### OBJECTIVE:
In the records below, copy out word for word the lines starting with the one containing "the woman with" and running through the one containing "(1141, 439)", including both of those lines.

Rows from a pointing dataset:
^^^^
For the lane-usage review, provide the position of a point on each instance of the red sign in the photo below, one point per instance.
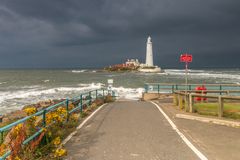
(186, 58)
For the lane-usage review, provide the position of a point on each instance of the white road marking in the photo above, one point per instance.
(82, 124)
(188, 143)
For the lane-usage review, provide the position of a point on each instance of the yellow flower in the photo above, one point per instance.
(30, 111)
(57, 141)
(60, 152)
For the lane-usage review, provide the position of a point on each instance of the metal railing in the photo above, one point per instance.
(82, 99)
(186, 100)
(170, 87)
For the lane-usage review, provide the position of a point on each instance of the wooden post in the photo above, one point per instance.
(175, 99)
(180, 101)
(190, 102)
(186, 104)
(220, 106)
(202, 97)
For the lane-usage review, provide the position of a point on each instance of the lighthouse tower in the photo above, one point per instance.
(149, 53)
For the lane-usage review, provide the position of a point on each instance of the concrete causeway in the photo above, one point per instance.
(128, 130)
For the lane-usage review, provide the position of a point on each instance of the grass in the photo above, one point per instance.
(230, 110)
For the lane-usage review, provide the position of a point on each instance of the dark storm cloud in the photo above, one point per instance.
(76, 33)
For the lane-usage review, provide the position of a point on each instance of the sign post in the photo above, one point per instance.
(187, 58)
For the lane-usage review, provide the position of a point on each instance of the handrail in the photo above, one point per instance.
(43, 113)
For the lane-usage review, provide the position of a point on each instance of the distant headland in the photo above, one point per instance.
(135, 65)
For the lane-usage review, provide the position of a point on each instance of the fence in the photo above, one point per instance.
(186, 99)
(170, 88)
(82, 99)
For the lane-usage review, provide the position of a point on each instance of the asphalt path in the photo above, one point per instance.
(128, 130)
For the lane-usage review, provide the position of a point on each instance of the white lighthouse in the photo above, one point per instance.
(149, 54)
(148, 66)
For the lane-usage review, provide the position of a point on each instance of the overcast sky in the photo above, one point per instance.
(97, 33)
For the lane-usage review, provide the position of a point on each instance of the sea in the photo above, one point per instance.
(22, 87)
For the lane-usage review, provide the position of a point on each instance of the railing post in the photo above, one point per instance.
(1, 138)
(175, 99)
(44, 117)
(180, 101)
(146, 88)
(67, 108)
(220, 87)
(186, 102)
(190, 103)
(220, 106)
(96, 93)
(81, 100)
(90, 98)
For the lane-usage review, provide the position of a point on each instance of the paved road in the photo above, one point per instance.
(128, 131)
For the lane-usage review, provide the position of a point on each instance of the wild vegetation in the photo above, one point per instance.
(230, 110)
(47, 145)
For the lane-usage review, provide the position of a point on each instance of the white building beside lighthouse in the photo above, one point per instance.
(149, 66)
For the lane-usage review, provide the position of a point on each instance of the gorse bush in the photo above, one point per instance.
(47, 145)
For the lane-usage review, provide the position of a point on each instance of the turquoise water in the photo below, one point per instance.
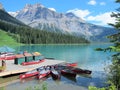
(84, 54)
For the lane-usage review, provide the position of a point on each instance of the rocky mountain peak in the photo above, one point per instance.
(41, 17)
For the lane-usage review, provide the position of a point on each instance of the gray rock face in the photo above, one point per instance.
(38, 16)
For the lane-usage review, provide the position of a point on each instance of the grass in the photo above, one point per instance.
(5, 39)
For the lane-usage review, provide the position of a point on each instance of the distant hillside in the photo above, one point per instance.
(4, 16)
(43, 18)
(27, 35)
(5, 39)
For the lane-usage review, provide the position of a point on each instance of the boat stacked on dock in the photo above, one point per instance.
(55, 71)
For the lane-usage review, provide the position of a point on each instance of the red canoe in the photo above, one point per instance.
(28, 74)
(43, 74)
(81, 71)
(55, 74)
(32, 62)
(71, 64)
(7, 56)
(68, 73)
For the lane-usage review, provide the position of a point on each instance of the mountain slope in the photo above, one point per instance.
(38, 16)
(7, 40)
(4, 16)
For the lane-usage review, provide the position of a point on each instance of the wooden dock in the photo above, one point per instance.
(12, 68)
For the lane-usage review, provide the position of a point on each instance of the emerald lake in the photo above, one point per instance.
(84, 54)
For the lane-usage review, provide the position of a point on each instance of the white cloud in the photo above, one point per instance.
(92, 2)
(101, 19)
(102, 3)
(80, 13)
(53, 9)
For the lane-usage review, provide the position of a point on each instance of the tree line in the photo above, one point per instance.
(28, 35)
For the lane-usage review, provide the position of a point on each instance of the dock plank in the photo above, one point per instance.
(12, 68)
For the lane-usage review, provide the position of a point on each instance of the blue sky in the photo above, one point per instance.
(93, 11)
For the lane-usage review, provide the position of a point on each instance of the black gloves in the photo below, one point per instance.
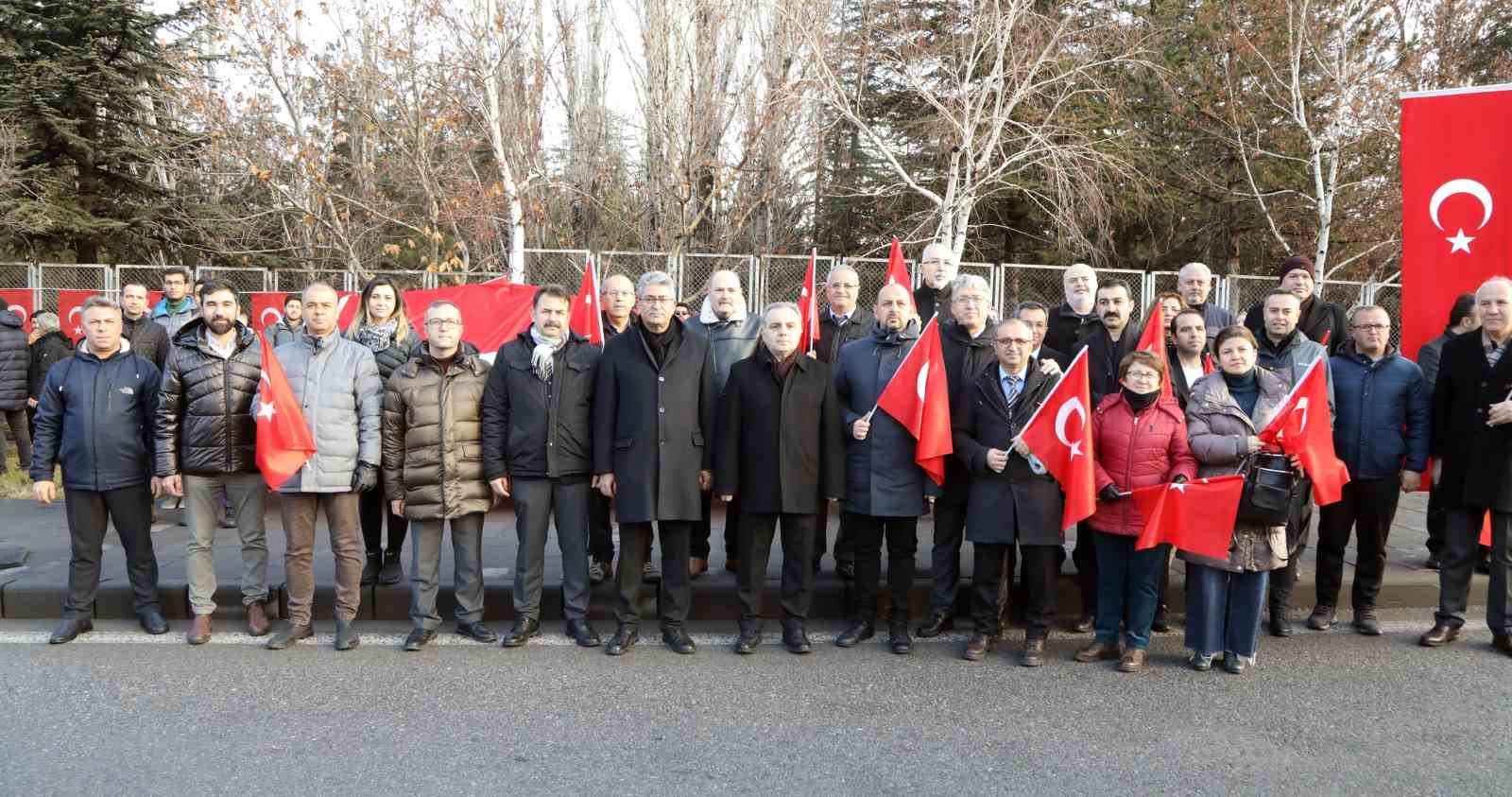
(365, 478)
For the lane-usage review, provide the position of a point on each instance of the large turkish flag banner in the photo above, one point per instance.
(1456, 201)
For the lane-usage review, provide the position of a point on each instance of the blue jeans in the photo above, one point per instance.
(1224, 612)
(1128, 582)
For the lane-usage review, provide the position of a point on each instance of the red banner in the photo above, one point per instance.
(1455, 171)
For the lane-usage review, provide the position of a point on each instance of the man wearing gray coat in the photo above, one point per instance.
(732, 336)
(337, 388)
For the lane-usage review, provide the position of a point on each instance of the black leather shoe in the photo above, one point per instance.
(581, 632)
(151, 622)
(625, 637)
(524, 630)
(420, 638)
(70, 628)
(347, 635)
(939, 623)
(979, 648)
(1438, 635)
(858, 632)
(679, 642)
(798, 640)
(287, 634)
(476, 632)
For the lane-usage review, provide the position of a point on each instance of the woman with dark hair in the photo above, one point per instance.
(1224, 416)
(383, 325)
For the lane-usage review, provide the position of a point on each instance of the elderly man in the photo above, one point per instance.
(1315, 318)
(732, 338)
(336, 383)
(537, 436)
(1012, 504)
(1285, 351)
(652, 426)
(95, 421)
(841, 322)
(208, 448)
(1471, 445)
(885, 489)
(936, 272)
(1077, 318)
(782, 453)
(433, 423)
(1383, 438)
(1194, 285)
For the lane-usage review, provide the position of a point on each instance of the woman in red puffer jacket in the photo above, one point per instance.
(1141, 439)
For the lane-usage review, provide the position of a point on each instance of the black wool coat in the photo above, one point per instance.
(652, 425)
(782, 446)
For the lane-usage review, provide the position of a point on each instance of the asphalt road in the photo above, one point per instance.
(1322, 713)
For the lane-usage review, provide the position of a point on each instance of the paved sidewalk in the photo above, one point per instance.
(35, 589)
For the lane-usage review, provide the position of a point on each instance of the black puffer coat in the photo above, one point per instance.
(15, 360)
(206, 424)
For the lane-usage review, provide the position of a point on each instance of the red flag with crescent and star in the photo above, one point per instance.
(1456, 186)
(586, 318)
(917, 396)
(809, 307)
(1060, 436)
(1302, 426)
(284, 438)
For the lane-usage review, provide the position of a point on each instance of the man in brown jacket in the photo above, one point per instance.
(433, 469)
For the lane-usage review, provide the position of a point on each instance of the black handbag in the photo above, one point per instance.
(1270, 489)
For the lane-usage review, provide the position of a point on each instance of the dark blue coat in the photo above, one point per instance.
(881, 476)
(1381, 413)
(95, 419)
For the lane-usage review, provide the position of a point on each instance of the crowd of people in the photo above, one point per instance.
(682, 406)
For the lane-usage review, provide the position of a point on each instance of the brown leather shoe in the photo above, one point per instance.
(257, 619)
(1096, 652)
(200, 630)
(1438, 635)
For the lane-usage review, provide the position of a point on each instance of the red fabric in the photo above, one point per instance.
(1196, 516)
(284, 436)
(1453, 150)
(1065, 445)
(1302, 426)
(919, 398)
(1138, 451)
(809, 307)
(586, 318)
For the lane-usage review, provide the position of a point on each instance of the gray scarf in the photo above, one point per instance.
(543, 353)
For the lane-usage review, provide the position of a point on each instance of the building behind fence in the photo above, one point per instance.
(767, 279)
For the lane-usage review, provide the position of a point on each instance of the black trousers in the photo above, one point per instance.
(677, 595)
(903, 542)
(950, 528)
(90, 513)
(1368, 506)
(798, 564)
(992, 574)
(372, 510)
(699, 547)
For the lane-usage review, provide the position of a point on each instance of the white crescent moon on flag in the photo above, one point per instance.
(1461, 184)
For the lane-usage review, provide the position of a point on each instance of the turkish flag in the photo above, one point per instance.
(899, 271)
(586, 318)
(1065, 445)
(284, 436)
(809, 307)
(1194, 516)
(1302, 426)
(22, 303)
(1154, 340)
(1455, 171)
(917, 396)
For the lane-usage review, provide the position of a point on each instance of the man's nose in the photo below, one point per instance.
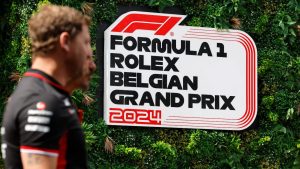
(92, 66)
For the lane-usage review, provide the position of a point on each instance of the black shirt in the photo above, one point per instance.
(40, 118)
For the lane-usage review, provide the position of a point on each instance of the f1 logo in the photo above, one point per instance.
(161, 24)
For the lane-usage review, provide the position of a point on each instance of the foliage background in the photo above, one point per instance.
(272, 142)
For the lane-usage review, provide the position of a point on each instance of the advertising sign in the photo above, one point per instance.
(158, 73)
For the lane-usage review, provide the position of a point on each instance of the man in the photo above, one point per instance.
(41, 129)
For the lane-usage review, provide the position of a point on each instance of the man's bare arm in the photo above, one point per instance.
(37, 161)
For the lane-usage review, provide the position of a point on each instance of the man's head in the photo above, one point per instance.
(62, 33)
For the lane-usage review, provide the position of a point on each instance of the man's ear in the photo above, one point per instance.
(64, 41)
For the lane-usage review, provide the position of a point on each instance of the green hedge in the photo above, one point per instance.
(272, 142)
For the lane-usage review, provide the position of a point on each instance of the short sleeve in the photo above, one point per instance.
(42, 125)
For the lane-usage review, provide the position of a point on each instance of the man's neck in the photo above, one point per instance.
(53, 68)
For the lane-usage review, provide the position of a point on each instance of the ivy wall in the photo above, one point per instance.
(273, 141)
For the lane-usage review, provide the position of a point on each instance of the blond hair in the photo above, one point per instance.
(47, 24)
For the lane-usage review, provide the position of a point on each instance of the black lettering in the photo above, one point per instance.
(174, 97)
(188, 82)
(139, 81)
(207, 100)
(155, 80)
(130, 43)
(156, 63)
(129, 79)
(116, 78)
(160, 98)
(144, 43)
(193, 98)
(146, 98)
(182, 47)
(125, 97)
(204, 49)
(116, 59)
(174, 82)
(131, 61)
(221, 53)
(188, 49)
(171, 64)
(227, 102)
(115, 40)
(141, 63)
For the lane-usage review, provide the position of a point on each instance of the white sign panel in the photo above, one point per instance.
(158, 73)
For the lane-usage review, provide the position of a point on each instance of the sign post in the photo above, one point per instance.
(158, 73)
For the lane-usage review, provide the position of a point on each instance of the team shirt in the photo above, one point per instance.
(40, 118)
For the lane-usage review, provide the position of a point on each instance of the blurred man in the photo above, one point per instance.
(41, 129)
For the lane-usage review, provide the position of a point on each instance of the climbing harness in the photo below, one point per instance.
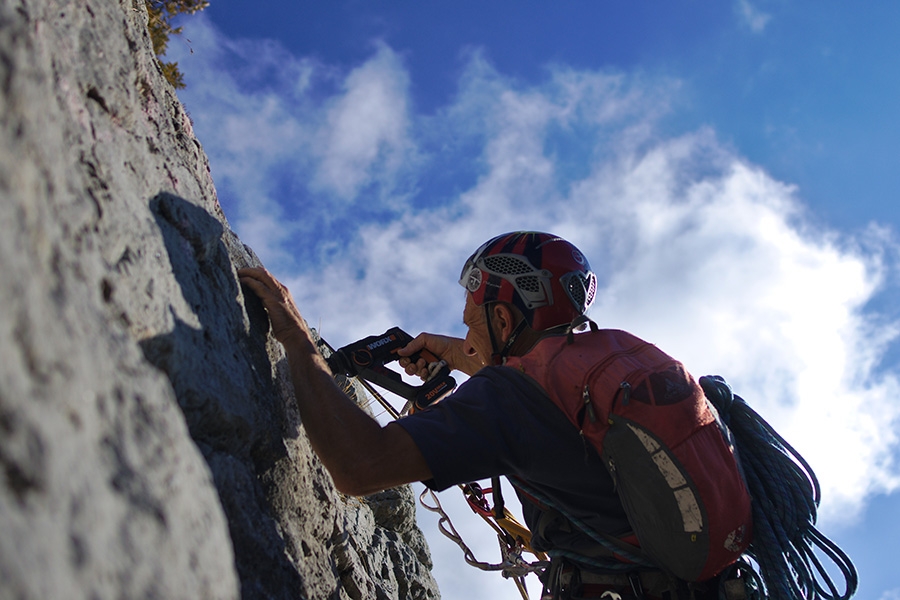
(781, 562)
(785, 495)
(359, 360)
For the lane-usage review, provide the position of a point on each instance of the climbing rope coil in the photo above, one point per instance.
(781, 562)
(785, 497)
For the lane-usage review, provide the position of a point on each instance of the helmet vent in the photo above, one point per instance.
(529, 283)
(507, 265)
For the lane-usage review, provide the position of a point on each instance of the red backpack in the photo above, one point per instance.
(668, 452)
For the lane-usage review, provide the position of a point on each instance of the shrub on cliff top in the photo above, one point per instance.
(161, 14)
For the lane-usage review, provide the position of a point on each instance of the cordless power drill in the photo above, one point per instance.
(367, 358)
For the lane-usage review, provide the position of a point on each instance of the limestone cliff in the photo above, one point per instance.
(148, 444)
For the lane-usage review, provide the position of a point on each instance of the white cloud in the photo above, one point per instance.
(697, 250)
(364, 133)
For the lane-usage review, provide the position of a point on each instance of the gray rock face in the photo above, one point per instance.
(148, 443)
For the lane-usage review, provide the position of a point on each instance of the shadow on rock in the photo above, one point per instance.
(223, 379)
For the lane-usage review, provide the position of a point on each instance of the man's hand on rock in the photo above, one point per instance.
^^^^
### OUTPUT BELOW:
For the lane-usage review, provide the position of a point on each instance of the woman with dark hair in the photo above, one point per instance.
(1224, 416)
(383, 325)
For the lane-usage review, provide the position of a point on each instance of the elderly man in the photo above, one point per instance.
(1315, 318)
(732, 338)
(336, 383)
(537, 436)
(1012, 504)
(1285, 351)
(652, 426)
(95, 421)
(841, 322)
(208, 448)
(1471, 445)
(885, 489)
(936, 272)
(1077, 318)
(782, 453)
(433, 423)
(1383, 438)
(1194, 285)
For the lane-usage review, provide the position of a point on each instance of the woman in red puffer jacket in the photo above, one point per instance.
(1141, 439)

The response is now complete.